**Activity list:**
A) Which players does the Illini football passage name as the ones the coaches want Trulon Henry to combine with at safety? List them all.
B) Can you carry on the Illini football passage from where it stops?

**Passage:**
....
You know how in arena football they let one receiver get a running head start? Well, in Illini football, we have 6 offensive lineman. And one gets a running head start.
12. Trulon Henry
This defense needs leaders. It needs a few seniors to step forward and lead the team towards a second consecutive bowl game. Who better than the Old Man? This is the fifth and final year of someone from his family donning the orange and blue – why not go out in style?
Henry excels in positioning. He’s not a fast guy or a fluid-hips guy. He’s a right place, right time guy. Which is why the slowest guy in our secondary led us in interceptions last year. I had designs on moving him forward to Nate Bussey’s old Sam linebacker position, but the coaches weren’t buying. They want Henry to combine with Supo Sanni, STEVEHULL, and PNY to give us our best rotation of safeties since Mitchell-Harrison-Sanders. I’m hoping that’s what we’ll see.
....
**Data extracts:**
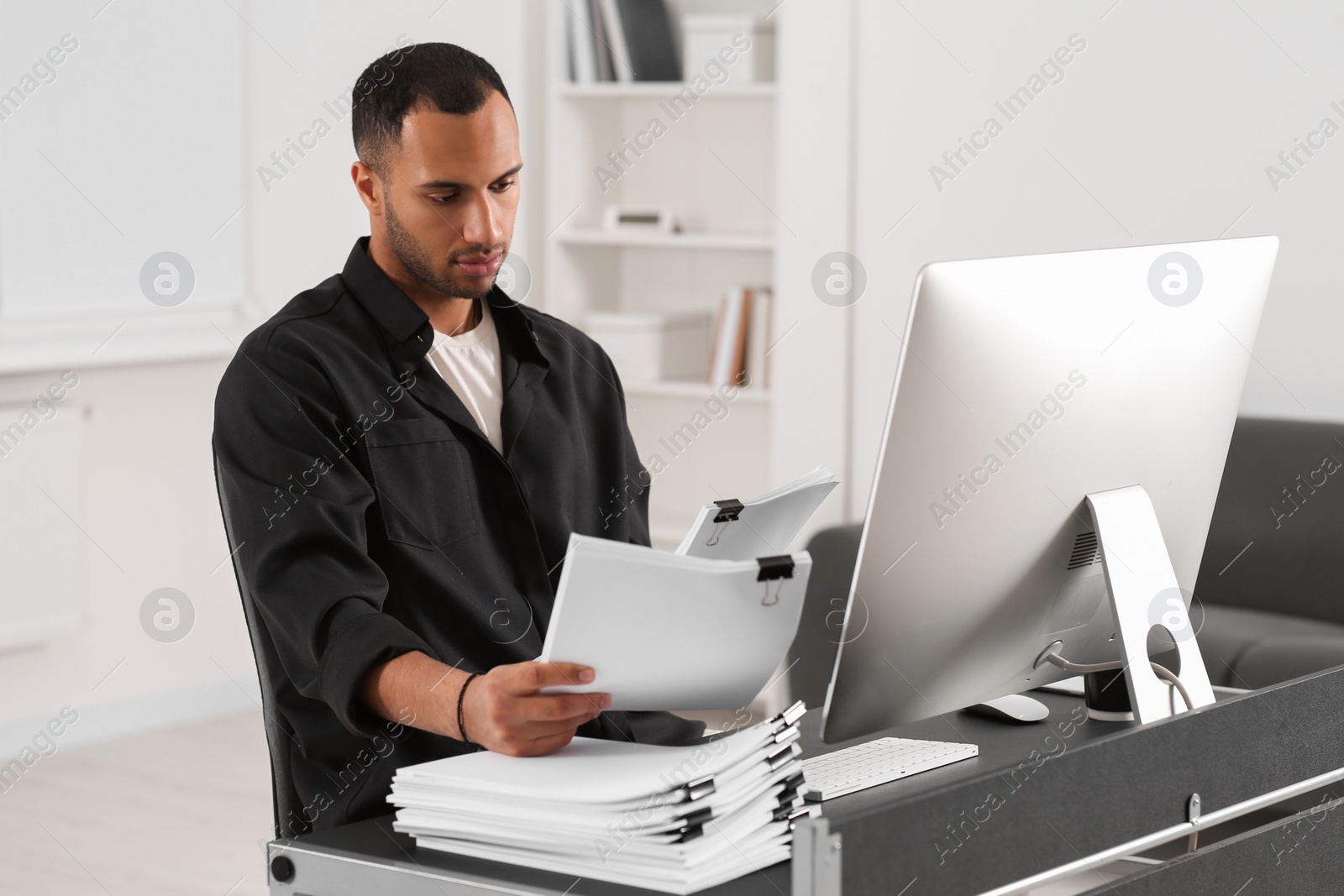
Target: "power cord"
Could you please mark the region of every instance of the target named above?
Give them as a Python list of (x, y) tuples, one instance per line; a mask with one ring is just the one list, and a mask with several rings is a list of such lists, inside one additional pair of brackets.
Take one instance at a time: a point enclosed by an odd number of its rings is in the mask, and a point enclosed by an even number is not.
[[(1070, 662), (1068, 660), (1060, 657), (1058, 653), (1048, 653), (1044, 657), (1042, 657), (1042, 660), (1054, 666), (1059, 666), (1060, 669), (1064, 669), (1067, 672), (1081, 672), (1081, 673), (1111, 672), (1114, 669), (1125, 668), (1125, 664), (1120, 662), (1118, 660), (1116, 662)], [(1189, 692), (1185, 690), (1185, 685), (1181, 684), (1180, 678), (1176, 677), (1175, 672), (1172, 672), (1167, 666), (1153, 662), (1152, 660), (1148, 661), (1148, 665), (1150, 665), (1153, 668), (1153, 672), (1165, 678), (1173, 688), (1176, 688), (1177, 692), (1180, 692), (1180, 699), (1185, 701), (1187, 709), (1195, 708), (1195, 701), (1189, 699)]]

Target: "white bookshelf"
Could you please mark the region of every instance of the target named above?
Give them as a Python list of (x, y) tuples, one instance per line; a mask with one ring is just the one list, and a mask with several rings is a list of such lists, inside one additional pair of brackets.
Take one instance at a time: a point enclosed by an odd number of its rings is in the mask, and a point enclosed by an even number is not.
[(630, 249), (695, 249), (722, 251), (774, 251), (771, 234), (660, 234), (610, 230), (562, 230), (556, 238), (571, 246), (626, 246)]
[[(673, 15), (684, 5), (673, 3)], [(754, 0), (712, 4), (769, 12), (761, 7)], [(681, 83), (571, 83), (564, 46), (570, 13), (566, 4), (546, 8), (546, 310), (582, 328), (589, 310), (716, 309), (732, 286), (773, 285), (775, 83), (750, 82), (730, 67), (726, 81), (688, 107), (671, 105), (683, 94)], [(778, 40), (780, 17), (774, 21)], [(664, 126), (657, 136), (655, 118)], [(641, 133), (648, 136), (637, 140)], [(624, 159), (613, 164), (609, 153)], [(597, 167), (613, 176), (602, 183)], [(612, 203), (669, 207), (680, 232), (605, 231), (602, 210)], [(775, 485), (775, 396), (769, 388), (745, 387), (723, 400), (708, 383), (622, 384), (640, 458), (660, 470), (649, 500), (657, 547), (675, 547), (707, 501), (746, 498)]]
[[(591, 98), (591, 99), (661, 99), (680, 93), (685, 87), (680, 82), (634, 82), (634, 83), (590, 83), (577, 85), (564, 82), (556, 87), (562, 97)], [(774, 98), (774, 82), (716, 85), (706, 91), (706, 99), (753, 99)]]

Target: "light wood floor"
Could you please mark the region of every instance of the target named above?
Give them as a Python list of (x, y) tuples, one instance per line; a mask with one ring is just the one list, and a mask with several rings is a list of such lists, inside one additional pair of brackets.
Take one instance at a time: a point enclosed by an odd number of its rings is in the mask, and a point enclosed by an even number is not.
[(0, 793), (5, 896), (263, 896), (261, 711), (59, 750)]

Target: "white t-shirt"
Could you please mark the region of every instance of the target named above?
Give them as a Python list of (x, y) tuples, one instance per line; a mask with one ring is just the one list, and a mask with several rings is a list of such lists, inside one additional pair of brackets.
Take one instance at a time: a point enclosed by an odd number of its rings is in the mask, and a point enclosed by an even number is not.
[(504, 380), (500, 372), (500, 337), (491, 317), (491, 305), (481, 302), (481, 322), (457, 336), (434, 330), (429, 363), (476, 419), (496, 451), (504, 451), (500, 411), (504, 408)]

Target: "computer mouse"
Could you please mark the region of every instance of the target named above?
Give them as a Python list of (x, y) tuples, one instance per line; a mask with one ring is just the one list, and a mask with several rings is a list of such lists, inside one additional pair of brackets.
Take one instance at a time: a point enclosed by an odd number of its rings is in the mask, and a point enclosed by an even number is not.
[(974, 707), (966, 707), (966, 712), (984, 716), (985, 719), (997, 719), (999, 721), (1031, 723), (1044, 721), (1050, 717), (1050, 709), (1046, 704), (1021, 693), (1011, 693), (997, 700), (977, 703)]

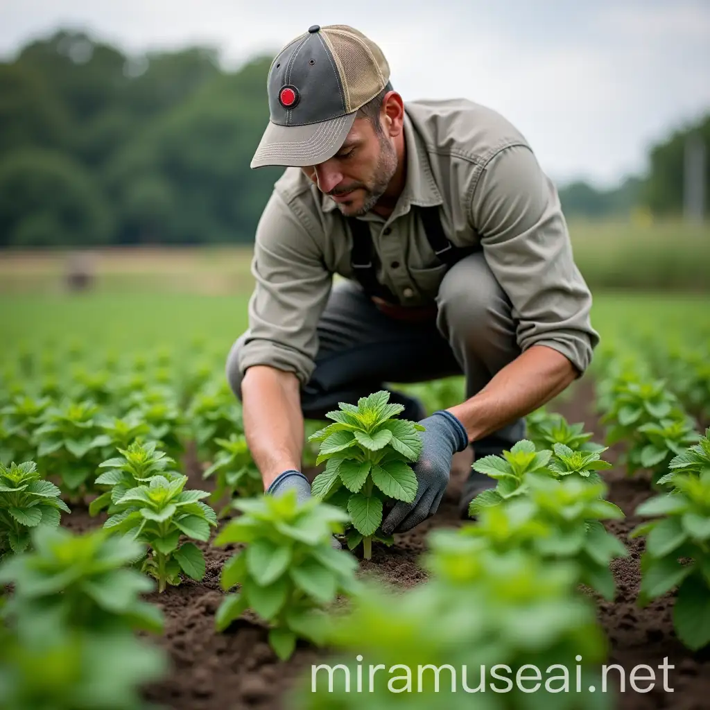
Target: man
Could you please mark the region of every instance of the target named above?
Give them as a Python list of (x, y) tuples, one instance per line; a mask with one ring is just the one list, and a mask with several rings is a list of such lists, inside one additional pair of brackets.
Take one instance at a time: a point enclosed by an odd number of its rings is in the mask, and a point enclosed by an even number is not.
[[(392, 392), (425, 430), (417, 498), (386, 515), (385, 534), (436, 512), (456, 452), (523, 438), (523, 417), (584, 372), (599, 340), (557, 194), (523, 136), (469, 101), (405, 104), (389, 78), (347, 26), (314, 25), (274, 60), (251, 167), (287, 169), (226, 364), (267, 493), (301, 498), (304, 416), (387, 383), (465, 376), (466, 400), (429, 416)], [(462, 515), (495, 484), (471, 471)]]

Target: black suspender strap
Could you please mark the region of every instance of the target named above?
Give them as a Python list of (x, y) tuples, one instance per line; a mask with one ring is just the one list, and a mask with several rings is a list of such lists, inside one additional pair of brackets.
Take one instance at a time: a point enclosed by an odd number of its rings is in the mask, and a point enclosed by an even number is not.
[[(450, 266), (470, 253), (470, 249), (455, 246), (447, 238), (439, 217), (438, 207), (435, 205), (418, 209), (429, 246), (442, 262)], [(366, 293), (396, 302), (397, 299), (392, 292), (377, 280), (377, 260), (373, 248), (369, 224), (355, 217), (348, 217), (346, 221), (350, 224), (353, 236), (353, 248), (350, 256), (353, 275), (362, 285)]]
[(370, 225), (355, 217), (349, 217), (347, 221), (353, 236), (353, 248), (350, 255), (353, 275), (368, 295), (396, 301), (390, 290), (377, 280), (377, 263)]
....
**Responses by item number:**
A) Supo Sanni, STEVEHULL, PNY

B)
11. Derek Dimke
Kickers are hard to rank. Something tells me they shouldn’t ever be ranked in the top-10 – I mean, they’re just kickers – but when you look back on a season and realize that two missed field goals could make you 5-7 instead of 7-5, you consider ranking them #1.
Speaking of #1, that’s where Rittenberg ranks Dimke among Big Ten kickers. I might go one further – if he wants to, he can be the top kicker in the nation. Some kickers are deadly accurate but don’t have a big leg, and some have a big leg but aren’t particularly accurate (those kickers are called “kickoff specialists”). Dimke is both. He’s an amazing 29-34 on field goals in his career, and he led the Big Ten in touchbacks last year. If he keeps that up, he’ll probably find himself at the award ceremony at the end of the year as a Lou Groza award finalist.
10. Jonathan Brown
I’ll be honest. I originally ranked him #4 on this list. After the spring game, I was so excited about this kid that I wanted to make a statement – I will put him in the top-5 and declare his greatness to the world before he reveals his greatness to the world.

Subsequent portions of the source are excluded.